Page excerpt:
/---

Work ongoing on former shop units beneath the Howard Assembly Room in New Briggate, Leeds. Picture: Tom Arber

“We hope this project will also provide a boost at a time when we are aware how much people are missing their usual evening meet-ups. Thanda is looking forward to finding the inner composer in everyone who takes part, helping them create something that will provide a great testament to the creativity of the people of Leeds in our new building.”

Despite the setbacks posed by the pandemic, Opera North has continued with its £18m redevelopment project on New Briggate, albeit it with new Covid-19 safety measures in place.

The Howard Opera Centre is pencilled in to open later this year. As well as providing new rehearsal facilities for the orchestra and chorus of Opera North, a costume and wigs workshop and administrative offices, the building will feature several public areas.

Among them will be a flexible education centre that will enable audiences of all ages and backgrounds to come together to learn about and participate in music making. 

Anyone accessing the education centre will use the same entrance as the artists and staff in a bid to inspire the younger generation and to encourage a feeling of parity and belonging.

Other public spaces will include a fully accessible atrium and a new restaurant and bar that will replace a row of previously vacant shop units.

Opera North’s performance venue, the Howard Assembly Room, within Leeds Grand Theatre, will reopen with an enhanced programme of musical and spoken-word events.

The work is being delivered by Sheffield contractors Henry Boot Construction, with the first phase scheduled to open in the late spring and final completion in the diary for autumn.

Opera North’s new orchestra rehearsal studio above the existing Harewood and Linacre rehearsal studios in the Howard Opera Centre, seen from the bottom of Harrison Street, Leeds. Picture: Tom Arber

Opera North general director Richard Mantle says: “We want young musicians to feel that they’re an integral part of Opera North, which is why we’re delighted to be able to give them the opportunity to rehearse in the same building as the chorus and the orchestra.

“Having our own dedicated education centre will facilitate more collaborations with the main stage; open up more learning and performing opportunities for children and young people, and provide extraordinary musical experiences for the wider community every day.

\---

Extracted data entries:
/---

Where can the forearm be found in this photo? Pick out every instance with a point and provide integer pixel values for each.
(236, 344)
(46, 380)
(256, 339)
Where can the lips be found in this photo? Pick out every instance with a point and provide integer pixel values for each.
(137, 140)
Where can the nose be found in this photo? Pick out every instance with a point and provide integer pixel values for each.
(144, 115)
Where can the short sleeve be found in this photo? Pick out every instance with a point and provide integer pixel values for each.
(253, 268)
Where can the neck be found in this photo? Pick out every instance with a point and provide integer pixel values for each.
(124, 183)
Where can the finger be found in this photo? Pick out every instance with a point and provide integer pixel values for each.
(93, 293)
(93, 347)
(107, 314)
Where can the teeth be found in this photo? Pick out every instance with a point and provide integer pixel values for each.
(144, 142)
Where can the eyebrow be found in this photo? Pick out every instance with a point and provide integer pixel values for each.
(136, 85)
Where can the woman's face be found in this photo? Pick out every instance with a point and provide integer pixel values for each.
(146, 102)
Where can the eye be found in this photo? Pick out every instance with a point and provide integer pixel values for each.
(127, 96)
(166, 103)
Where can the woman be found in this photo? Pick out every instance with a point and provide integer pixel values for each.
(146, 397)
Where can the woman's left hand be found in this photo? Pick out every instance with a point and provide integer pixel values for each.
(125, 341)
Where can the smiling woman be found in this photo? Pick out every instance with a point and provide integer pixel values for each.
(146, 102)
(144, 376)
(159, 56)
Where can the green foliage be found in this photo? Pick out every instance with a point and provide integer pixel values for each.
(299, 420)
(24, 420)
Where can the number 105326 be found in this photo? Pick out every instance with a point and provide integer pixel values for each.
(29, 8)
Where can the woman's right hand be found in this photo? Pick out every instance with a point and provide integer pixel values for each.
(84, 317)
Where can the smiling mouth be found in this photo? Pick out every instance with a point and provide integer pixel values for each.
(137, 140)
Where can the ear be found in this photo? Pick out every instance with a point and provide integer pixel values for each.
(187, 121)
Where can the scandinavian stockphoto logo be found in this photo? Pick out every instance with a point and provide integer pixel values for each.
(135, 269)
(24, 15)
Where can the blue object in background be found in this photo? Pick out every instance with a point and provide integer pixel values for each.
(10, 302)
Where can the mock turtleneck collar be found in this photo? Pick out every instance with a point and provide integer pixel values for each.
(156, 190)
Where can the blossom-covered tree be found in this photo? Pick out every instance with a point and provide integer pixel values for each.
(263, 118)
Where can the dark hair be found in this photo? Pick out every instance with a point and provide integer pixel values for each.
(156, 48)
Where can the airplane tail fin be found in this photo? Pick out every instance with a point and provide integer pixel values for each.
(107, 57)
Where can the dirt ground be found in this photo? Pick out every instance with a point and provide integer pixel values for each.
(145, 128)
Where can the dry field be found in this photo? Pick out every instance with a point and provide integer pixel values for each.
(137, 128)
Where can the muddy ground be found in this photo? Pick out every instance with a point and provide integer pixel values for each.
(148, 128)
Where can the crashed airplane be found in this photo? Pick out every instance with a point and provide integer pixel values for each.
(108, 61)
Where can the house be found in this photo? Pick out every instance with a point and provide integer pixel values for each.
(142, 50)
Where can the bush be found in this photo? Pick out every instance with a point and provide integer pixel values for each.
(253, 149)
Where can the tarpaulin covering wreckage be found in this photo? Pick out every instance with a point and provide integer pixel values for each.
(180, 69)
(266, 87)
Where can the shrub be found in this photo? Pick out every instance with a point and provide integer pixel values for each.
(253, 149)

\---

Questions to answer:
a: In the Opera North article, recast the paragraph beginning "The Howard Opera Centre is pencilled in" as a bulleted list that keeps its main facts.
b: Extend the Opera North article beyond its final sentence.

Outputs in order:
a:
- The Howard Opera Centre is scheduled to open later this year.
- It will provide new rehearsal facilities for Opera North's orchestra and chorus.
- It will house a costume and wigs workshop.
- It will contain administrative offices.
- The building will also include several public areas.

b:
“We very much hope that people will see the Howard Opera Centre as their artistic home in the city, with Writing Home marking the first step in ensuring they feel a part of the building and everything it represents.”

The company is “very grateful” to all the individuals, trusts and organisations that have helped it to raise more than £17 million towards the Music Works fundraising campaign target of £18 million.

Dr Keith Howard OBE, president of Opera North and founder of Emerald Group Publishing, made a philanthropic gift of £11.25 million; Leeds City Council has pledged to contribute £750,000, together with the lease of the vacant shops on New Briggate, and Arts Council England has provided £1 million, including a £500,000 Capital Kickstart Award.

The balance of the funds has come from private donors, trusts and supporters, including a £1 million donation from the Liz and Terry Bramall Foundation, as well as a significant contribution from Mrs Maureen Pettman and major gifts from private individuals.

In addition, gifts have been pledged by the Marjorie and Arnold Ziff Charitable Foundation; Wolfson Foundation; Backstage Trust; the Kirby Laing Foundation; the Foyle Foundation; 29th May 1961 Charitable Trust; Sir George Martin Trust; Garfield Weston Foundation; J Paul Getty Jnr General Charitable Trust; the Arnold Burton 1998 Charitable Trust and Alerce Trust. 

Opera North has launched the Play Your Part campaign, seeking support from patrons, Friends and audience members, as well as continuing to attract funding from the Leeds business community and further charitable trusts and foundations as it looks to raise the £500,000 still needed for the project.